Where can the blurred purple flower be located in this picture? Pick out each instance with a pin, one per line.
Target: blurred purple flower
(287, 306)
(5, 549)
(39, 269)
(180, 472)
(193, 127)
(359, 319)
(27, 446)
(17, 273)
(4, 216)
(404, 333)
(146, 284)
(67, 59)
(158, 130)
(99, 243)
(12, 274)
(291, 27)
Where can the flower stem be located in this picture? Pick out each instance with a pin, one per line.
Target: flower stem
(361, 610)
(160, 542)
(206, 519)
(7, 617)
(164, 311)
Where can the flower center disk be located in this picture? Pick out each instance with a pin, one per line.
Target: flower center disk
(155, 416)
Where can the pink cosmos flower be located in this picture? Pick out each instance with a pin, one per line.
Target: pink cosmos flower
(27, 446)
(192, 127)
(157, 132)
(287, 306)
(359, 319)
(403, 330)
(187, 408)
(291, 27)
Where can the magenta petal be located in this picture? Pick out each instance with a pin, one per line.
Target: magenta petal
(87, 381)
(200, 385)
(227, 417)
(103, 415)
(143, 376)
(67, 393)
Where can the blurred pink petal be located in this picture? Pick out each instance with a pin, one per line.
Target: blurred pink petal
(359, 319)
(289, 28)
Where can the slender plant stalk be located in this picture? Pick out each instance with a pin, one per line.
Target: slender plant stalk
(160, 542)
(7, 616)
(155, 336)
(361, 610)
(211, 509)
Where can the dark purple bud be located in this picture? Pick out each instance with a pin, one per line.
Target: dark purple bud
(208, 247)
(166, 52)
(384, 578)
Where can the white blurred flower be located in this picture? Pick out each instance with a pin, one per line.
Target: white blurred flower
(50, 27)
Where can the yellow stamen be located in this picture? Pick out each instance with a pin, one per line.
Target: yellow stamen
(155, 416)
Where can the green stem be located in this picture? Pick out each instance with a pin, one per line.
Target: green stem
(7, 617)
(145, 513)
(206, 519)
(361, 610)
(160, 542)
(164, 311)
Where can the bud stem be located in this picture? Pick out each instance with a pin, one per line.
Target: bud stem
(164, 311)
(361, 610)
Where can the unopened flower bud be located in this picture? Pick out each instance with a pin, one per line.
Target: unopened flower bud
==================================================
* **WHAT TO PRODUCE**: Copy the records above. Leave out nothing.

* **RESPONSE AREA**:
Where can the blurred purple flower be located in this picture? Pick out each instance with a pin, one per line.
Target: blurred purple flower
(287, 306)
(5, 549)
(39, 269)
(180, 472)
(193, 127)
(359, 319)
(27, 446)
(17, 273)
(4, 216)
(404, 333)
(146, 284)
(67, 59)
(158, 130)
(99, 243)
(12, 274)
(291, 27)
Where can the flower stem be located in this picture? Pick out each instance with a pin, one per line.
Target: flower stem
(361, 610)
(160, 542)
(206, 519)
(7, 617)
(164, 311)
Where can the flower center disk be located in this picture? Pick out each instance with a pin, one per line.
Target: flower center disk
(155, 416)
Where can the pink cosmos flower be located in this picture? Pick out each instance with a pin, one per line.
Target: pink cosmos flower
(27, 446)
(192, 127)
(157, 132)
(287, 306)
(359, 319)
(403, 330)
(187, 408)
(291, 27)
Where can the magenta petal be located in this picture? Pick out each instance with a pin, one per line.
Target: magenta petal
(87, 381)
(200, 385)
(227, 417)
(103, 415)
(143, 376)
(67, 393)
Where can the blurred pink petal be located in this picture? Pick out each instance with a pin, one per line.
Target: blurred pink petal
(359, 319)
(289, 28)
Where can the slender plant stalk be located in this picture? Pick out each instance with a pin, one per line.
Target: slender plant stalk
(160, 542)
(7, 616)
(155, 336)
(361, 610)
(211, 509)
Where can the dark purple bud be located in this picture? Pick out each instance with a pin, one per line.
Target: dark purple bud
(208, 247)
(166, 52)
(384, 578)
Where can the white blurred flower be located in this picture? Pick out each instance with a pin, one per line.
Target: white blurred flower
(50, 27)
Where can the yellow stamen be located in this picture? Pick out each instance with a pin, one per line.
Target: yellow stamen
(155, 416)
Where can the green stem be located in this picture? Pick out each instance with a pin, one per line.
Target: green stem
(7, 617)
(145, 513)
(206, 519)
(361, 610)
(160, 542)
(164, 311)
Where can the bud stem be located in this picture? Pick out each instance with a pin, one per line.
Target: bud stem
(164, 311)
(361, 610)
Where can the unopened flower bud be located in this picture? Pick out each instance with a pin, one per line.
Target: unopened flower bud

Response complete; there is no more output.